*Selected passage*:
+ + + + +

In the flow diversion procedure, a metal stent made with small holes is inserted across the base of an aneurysm. The stent diverts blood flow away from the aneurysm and encourages it to remain in its normal flow. Over several months, blood within the aneurysm clots due to sluggish flow, and the ruptured tissue heals, but the healthy artery remains open. This technique is often used for very large or difficult-to-treat aneurysms.
Rather than placing a device inside the aneurysm sac, such as with coiling, flow diversion is achieved by diverting blood flow away from the aneurysms themselves.
Figure 3. Giant, tri-lobed left ICA cavernous segment aneurysm pre-treatment (a) AP and (b) lateral angiographic views. Six months post-treatment with pipeline flow diverting stent shows complete obliteration of the aneurysm on (c) AP and (d) lateral views. (e) shows the pipeline stent in the vessel after the aneurysm has occluded.
Embolization is often used before neurosurgery to restrict blood flow through the AVM. This procedure consists of inserting very small tubes into the arteries of the brain and injecting a special glue-like liquid that will block the blood vessels in the AVM.
The procedure is performed while the patient is awake but sedated. A balloon catheter, guided by an X-ray, is placed in a blood vessel to reach the area of blockage or narrowing. At the area of blockage, the balloon tip opens and widens the artery. Then a special filter (called the embolic protection device) is put in to stop blood from clotting which collects any debris that may break off of the blockage. Finally, a stent is inserted into the artery, and it opens to be of a size that conforms to the size of the vessel.
Stents act as scaffolding and keep the artery open so blood flow is not obstructed. After several weeks, the tissue will grow around and fix to the stent.
Figure 4. Carotid Artery Stenting
After ischemic stroke, endovascular therapy has been found to improve outcomes and reduce long-term disability. These operations must be done as soon as feasible:
Tissue plasminogen activator (tPA) delivered directly to the brain: To deliver tPA directly to the site of a stroke, an interventionalist uses a long, thin tube (catheter) to penetrate your groin and thread it into your brain. This therapy is somewhat longer than injected tPA in terms of time window, but it’s still pretty tight.
Mechanical Thrombectomy (mechanical blood clot removal): Patients are candidates when a major brain blood vessel is obstructed and the delay from the start of symptoms has been less than six hours, plus special brain scans reveal that no significant damage to the brain has occurred.

+ + + + +

*Data extracts*:
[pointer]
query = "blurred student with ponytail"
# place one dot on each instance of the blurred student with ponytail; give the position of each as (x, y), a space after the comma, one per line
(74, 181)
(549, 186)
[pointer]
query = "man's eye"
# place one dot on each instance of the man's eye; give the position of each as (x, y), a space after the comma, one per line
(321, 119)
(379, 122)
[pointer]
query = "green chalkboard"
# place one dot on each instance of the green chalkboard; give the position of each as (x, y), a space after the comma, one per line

+ + + + +

*Problem 1*: Write out the part of the passage on endovascular treatments that lies between "Figure 4. Carotid" and "brain has occurred.", inclusive.
*Problem 2*: Extend the passage on endovascular treatments by continuing on from its last sentence.
The data has no role in this work.

*Answer area 1*:
Figure 4. Carotid Artery Stenting
After ischemic stroke, endovascular therapy has been found to improve outcomes and reduce long-term disability. These operations must be done as soon as feasible:
Tissue plasminogen activator (tPA) delivered directly to the brain: To deliver tPA directly to the site of a stroke, an interventionalist uses a long, thin tube (catheter) to penetrate your groin and thread it into your brain. This therapy is somewhat longer than injected tPA in terms of time window, but it’s still pretty tight.
Mechanical Thrombectomy (mechanical blood clot removal): Patients are candidates when a major brain blood vessel is obstructed and the delay from the start of symptoms has been less than six hours, plus special brain scans reveal that no significant damage to the brain has occurred.

*Answer area 2*:
A neurointerventionalist uses a thin tube called a catheter to insert the probe. They place a long catheter, or thin tube, into the femoral artery in the leg and guide it up the vessel into the brain’s blood vessels with x-ray assistance. A catheter with a tiny diameter is used to inject dye through the tube and take x-ray pictures of blood vessels for an angiogram (x-ray picture of blood vessels).A grasping device is inserted into the clot via the catheter and used to physically remove the blockage from the brain, restoring blood flow to the brain. The brain can be kept from permanent harm if the vessel is opened in time. Even up to 24 hours after symptoms begin, stent retriever stroke operations are safe and highly effective in selected individuals.
Typically enough to cure most DAVFs. The doctor inserts a catheter through the blood vessels in the leg or arm, navigates the tubes under x-ray guidance up into the brain’s arteries that lead to the DAVF and injects liquid embolic chemicals such as NBCA, glue or Onyx into these arteries during this procedure. This injection seals off the artery and decreases blood flow through the DAVF or cures it.
Endovascular embolization is a minimally invasive radiological therapy that is used to reduce the chance of bleeding and other adverse effects associated with spinal AVMs.
In endovascular embolization, a catheter is inserted into a person’s artery in the leg and navigated to an AVM-feeding artery in the spinal cord. Small particles of a glue-like substance are injected to block the blood vessel and restrict blood flow into the AVM. The AVM isn’t permanently destroyed.